Quoted passage -

— BEGIN —

Ultimately, with Startup Bus, he was hoping to create an emotionally intense setting that would mimic, in a highly compressed fashion, the working relationships that build between work colleagues over the space of one to five years -- the type of relationships that fuel the culture of innovation driving Silicon Valley. Less than the actual startups devised, he wanted to build a new type of alumni network forged by shared challenges, one that would have lasting impact on all their future endeavors.

In this, the first Startup Bus was a tremendous success. "We went from strangers to best friends in two weeks," Bizannes says.

This core group now forms the leadership of the 2011 incarnation, with alumni serving as the "conductors" of individual buses -- responsible for everything from recruitment and fundraising to the logistics of making sure their bus arrives on time. A total of 170 selected participants will form self-assigned teams, on buses departing from San Francisco, New York, Cleveland, Chicago, Miami, and Los Angeles.

The conductors have an individual level of autonomy in selecting participants from their respective cities and setting working parameters, although certain ground rules apply, a "Bustrepreneur's Honor Code." The most important condition of the Code is that all projects must be conceived and generated on the bus -- meaning no existing code, business, or projects are allowed.

— END —

Entries supplied -

— BEGIN —

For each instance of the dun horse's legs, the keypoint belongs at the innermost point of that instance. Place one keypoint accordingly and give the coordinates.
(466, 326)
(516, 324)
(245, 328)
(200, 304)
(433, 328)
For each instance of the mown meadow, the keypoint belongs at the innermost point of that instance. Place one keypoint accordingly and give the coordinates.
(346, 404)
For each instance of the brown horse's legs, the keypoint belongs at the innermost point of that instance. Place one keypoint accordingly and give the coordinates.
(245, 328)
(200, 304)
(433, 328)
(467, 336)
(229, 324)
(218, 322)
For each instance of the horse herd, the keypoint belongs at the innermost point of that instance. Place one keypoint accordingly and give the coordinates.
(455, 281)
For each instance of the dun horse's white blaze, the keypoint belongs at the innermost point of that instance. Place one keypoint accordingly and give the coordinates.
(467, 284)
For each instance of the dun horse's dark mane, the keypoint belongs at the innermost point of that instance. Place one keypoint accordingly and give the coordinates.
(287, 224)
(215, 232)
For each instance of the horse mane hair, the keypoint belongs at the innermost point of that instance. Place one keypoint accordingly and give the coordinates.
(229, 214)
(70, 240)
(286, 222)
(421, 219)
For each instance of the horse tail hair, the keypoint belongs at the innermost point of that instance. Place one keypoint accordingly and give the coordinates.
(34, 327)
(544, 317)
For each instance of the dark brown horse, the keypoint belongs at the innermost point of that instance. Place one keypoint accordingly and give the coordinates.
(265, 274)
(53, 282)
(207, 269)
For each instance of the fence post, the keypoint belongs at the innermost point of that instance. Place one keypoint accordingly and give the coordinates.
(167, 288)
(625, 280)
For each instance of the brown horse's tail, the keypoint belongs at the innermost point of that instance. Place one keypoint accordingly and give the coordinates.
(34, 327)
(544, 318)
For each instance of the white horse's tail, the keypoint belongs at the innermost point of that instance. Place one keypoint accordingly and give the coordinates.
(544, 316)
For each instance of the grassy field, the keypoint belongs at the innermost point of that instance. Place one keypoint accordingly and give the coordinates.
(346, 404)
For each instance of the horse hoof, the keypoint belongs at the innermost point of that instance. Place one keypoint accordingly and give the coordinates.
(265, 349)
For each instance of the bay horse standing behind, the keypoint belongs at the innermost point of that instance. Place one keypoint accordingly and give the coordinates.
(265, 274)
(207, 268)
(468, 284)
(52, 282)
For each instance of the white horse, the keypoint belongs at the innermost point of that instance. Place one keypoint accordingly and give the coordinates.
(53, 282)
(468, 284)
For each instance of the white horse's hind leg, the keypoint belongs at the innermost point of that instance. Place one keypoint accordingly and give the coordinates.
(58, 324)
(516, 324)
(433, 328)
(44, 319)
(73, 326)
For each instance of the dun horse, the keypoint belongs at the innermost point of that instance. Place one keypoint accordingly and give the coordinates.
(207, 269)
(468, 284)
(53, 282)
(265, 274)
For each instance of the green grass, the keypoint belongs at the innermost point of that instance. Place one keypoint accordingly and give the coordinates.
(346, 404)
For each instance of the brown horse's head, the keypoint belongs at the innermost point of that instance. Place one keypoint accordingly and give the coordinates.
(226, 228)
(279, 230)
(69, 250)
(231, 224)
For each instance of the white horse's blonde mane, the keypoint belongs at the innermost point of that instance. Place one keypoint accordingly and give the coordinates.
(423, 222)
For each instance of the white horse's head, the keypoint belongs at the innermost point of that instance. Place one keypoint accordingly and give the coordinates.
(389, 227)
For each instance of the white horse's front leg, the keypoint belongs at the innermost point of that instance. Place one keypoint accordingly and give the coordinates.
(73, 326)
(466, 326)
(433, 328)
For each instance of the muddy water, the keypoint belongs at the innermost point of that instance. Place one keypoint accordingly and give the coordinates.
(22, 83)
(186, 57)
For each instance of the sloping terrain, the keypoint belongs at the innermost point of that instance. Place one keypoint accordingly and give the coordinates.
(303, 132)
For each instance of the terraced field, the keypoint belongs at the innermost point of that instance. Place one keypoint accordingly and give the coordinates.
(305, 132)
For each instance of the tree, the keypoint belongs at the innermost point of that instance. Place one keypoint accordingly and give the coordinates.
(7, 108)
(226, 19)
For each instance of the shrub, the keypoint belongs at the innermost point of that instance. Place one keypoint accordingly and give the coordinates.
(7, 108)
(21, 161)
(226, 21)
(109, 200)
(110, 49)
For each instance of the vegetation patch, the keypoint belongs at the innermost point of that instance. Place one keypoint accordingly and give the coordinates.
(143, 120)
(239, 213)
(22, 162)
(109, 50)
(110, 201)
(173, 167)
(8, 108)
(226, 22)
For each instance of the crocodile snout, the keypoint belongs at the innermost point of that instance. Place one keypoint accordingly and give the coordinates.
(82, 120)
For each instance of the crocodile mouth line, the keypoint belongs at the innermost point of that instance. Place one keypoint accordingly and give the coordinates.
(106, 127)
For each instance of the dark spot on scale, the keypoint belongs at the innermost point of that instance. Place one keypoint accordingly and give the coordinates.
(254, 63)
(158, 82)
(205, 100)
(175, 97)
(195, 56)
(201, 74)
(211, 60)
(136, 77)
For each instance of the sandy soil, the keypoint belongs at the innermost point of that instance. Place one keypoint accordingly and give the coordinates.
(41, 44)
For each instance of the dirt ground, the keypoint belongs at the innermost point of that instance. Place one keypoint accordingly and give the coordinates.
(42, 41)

— END —

Exercise set -
A: Copy the rows word for word, from the line with "For each instance of the dark spot" through the last row.
B: Write the next part of the Startup Bus article, starting after its last sentence.

Final answers -
A:
For each instance of the dark spot on scale, the keypoint belongs at the innermost point of that instance. Place one keypoint accordingly and give the coordinates.
(254, 63)
(158, 82)
(205, 100)
(175, 97)
(195, 56)
(201, 74)
(211, 60)
(136, 77)
For each instance of the sandy soil, the keypoint belongs at the innermost point of that instance. Place one keypoint accordingly and give the coordinates.
(41, 44)
For each instance of the dirt ground, the keypoint belongs at the innermost point of that instance. Place one keypoint accordingly and give the coordinates.
(42, 41)

B:
Justin Isaf is one of the original bustrepreneurs, and this year is conductor of the NYC-to-Austin bus and enthusiastic Community Manager. He describes the pressure of putting out a finished, viable product on such short notice and in collaboration with heretofore strangers under sometimes difficult conditions (e.g. sporadic wi fi connections on the road) is part of the magic. "The more you push people, the more they will rise to the challenge," he says.

Isaf's dedication to the project is such that he quit his day job two weeks ago for this full-time, fully volunteer position with Startup Bus, embodying the type of "crazy commitment" he says is a key to being chosen for the trip. So essential is this quality, in fact, that he was leaving a few of the spots for his bus open until the very last minute: "The type willing to get on the bus on such short notice is just the level of craziness we're looking for."

All the final Startup Bus projects will be completed and ready for judging by 11:59 pm CST March 10. They will then be posted on the StartUpBus.com website, where the public can view on vote on six teams - one from each bus - who will pitch their startups at the judging party on the evening of March 14.